(Dataset records about object locations)
***
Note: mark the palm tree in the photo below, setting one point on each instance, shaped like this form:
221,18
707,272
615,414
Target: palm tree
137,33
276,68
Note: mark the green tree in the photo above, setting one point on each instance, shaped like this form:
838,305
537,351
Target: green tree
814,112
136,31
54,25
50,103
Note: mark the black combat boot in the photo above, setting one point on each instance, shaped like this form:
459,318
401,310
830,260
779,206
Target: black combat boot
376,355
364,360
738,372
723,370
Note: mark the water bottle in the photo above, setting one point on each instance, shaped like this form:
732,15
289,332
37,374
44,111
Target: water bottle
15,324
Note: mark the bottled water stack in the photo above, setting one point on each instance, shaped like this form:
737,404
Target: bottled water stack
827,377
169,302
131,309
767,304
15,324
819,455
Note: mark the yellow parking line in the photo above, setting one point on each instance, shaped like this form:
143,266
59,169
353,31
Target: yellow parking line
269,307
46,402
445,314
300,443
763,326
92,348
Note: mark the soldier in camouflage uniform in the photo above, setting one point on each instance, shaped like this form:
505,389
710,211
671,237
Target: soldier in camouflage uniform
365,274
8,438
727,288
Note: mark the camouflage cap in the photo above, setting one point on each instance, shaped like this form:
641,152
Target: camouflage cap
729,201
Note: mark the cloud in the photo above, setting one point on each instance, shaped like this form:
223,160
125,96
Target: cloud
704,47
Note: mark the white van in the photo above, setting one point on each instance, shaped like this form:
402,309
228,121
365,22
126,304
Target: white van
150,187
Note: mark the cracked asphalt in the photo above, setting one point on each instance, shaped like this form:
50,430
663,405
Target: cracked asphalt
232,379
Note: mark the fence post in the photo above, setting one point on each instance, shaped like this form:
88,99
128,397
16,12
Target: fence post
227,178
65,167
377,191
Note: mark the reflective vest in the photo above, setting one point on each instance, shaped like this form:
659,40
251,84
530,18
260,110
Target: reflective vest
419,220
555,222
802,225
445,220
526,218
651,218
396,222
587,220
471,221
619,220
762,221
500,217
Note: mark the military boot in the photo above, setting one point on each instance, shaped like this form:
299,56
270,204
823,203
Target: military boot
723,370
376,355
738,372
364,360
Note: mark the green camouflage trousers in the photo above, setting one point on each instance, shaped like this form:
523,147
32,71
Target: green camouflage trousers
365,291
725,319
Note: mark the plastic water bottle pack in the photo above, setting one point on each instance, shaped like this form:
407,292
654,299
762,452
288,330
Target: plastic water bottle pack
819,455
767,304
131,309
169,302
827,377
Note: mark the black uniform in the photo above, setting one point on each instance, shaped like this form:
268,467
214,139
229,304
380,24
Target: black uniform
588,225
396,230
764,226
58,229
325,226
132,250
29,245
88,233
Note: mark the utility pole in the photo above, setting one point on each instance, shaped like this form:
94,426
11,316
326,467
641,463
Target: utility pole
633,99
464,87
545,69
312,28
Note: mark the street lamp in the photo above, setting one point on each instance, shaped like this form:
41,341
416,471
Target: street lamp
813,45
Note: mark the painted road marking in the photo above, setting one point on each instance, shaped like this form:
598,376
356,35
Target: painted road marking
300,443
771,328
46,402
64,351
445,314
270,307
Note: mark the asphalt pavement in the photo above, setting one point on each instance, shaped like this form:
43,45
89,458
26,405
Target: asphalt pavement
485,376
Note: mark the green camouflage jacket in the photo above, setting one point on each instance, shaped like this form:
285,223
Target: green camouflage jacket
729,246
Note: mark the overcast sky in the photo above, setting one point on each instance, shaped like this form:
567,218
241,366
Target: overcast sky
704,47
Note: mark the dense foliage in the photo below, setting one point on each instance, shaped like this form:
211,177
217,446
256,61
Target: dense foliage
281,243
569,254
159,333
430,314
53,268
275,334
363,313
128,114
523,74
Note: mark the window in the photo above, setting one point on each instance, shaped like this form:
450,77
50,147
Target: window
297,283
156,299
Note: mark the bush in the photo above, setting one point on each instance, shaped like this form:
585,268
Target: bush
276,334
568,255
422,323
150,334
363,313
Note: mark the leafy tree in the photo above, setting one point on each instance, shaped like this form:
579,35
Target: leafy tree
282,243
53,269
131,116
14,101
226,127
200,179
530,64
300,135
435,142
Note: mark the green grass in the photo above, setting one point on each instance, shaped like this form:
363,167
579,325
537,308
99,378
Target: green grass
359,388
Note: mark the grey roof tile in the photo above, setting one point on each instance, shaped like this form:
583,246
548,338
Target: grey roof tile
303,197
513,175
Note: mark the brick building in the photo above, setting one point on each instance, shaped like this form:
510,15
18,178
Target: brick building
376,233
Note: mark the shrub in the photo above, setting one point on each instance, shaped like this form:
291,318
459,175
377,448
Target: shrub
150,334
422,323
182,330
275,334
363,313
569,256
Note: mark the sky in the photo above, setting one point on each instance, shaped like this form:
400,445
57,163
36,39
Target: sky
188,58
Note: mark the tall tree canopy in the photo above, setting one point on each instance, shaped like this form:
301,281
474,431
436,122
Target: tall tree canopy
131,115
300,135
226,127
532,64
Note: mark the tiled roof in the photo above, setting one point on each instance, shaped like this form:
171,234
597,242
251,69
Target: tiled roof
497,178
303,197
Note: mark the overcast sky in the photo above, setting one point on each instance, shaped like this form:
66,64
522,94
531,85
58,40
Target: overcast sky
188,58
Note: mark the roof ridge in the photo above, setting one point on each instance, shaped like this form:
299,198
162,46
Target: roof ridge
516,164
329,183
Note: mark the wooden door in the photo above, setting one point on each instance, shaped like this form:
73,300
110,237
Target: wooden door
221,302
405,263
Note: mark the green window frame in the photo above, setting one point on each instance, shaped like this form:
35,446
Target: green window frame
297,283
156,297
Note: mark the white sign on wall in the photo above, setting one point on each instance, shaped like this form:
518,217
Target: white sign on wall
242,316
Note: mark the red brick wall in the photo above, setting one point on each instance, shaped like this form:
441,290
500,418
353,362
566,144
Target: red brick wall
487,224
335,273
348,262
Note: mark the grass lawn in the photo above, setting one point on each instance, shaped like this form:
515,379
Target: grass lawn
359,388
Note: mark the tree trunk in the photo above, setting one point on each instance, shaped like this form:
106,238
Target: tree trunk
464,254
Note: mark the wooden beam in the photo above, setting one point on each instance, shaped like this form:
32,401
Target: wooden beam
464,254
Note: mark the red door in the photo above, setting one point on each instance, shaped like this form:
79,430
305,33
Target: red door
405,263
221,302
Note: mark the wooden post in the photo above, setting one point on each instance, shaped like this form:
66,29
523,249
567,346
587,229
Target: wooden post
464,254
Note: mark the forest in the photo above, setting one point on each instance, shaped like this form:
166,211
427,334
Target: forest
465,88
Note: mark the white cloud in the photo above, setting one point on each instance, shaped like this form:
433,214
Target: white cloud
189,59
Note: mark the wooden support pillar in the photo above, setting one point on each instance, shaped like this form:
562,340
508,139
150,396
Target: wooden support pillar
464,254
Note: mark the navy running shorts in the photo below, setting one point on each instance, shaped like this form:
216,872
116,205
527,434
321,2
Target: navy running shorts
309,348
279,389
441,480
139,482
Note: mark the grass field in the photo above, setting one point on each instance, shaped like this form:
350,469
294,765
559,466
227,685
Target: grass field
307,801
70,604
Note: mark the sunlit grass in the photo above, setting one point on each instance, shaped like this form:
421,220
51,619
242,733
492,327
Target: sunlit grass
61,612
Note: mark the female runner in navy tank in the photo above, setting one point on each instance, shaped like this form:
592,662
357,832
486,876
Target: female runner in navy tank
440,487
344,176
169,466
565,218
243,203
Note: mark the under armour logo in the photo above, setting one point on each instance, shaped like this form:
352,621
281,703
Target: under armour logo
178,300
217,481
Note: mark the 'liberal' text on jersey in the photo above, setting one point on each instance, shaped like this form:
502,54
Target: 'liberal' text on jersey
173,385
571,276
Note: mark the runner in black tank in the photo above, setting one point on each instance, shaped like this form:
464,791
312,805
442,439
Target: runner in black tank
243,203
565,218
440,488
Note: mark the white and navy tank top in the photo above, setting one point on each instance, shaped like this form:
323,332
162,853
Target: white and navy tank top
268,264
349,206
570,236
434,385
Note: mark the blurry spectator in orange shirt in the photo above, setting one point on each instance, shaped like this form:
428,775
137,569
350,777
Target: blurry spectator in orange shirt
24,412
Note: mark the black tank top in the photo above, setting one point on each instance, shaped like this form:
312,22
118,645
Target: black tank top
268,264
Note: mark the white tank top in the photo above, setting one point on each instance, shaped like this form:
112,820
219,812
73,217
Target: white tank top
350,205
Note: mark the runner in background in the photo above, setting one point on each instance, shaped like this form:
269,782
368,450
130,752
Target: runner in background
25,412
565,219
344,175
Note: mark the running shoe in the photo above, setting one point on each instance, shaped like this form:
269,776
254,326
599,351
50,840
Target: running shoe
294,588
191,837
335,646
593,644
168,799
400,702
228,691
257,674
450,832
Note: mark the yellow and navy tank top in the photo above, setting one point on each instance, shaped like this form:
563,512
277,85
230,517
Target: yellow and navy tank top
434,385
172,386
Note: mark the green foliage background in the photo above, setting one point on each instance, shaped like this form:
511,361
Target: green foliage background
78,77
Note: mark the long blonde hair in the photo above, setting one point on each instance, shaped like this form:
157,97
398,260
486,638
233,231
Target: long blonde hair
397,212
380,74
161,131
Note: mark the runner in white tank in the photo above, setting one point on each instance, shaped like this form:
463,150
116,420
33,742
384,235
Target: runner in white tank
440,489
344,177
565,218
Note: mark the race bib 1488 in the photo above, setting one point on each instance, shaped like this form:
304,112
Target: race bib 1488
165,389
***
Short task:
Your task is to extract the lines running from the one with "Note: mark the green foliage" to the end of the material, inclusive, copying each exactly and adding nothing.

Solution for this problem:
Note: mark the green foliage background in the photo above, setting one point on each instance, shaped like this form:
511,361
Target: green foliage background
78,77
Note: mark the long blonde hair in the photo above, setting one point on each instance, shaped like this form:
157,97
398,260
486,638
233,231
Target: long blonde hair
397,212
380,74
161,131
Note: mark the runner in white tank in the photo above, setting one point on each instance, shaped like this form:
463,150
116,420
33,742
384,235
Target: runner in white tank
440,489
344,177
565,218
Note: mark the race bib 1488 in the photo above, setting one point on each instance, shaped like this form:
304,112
Target: race bib 1488
165,389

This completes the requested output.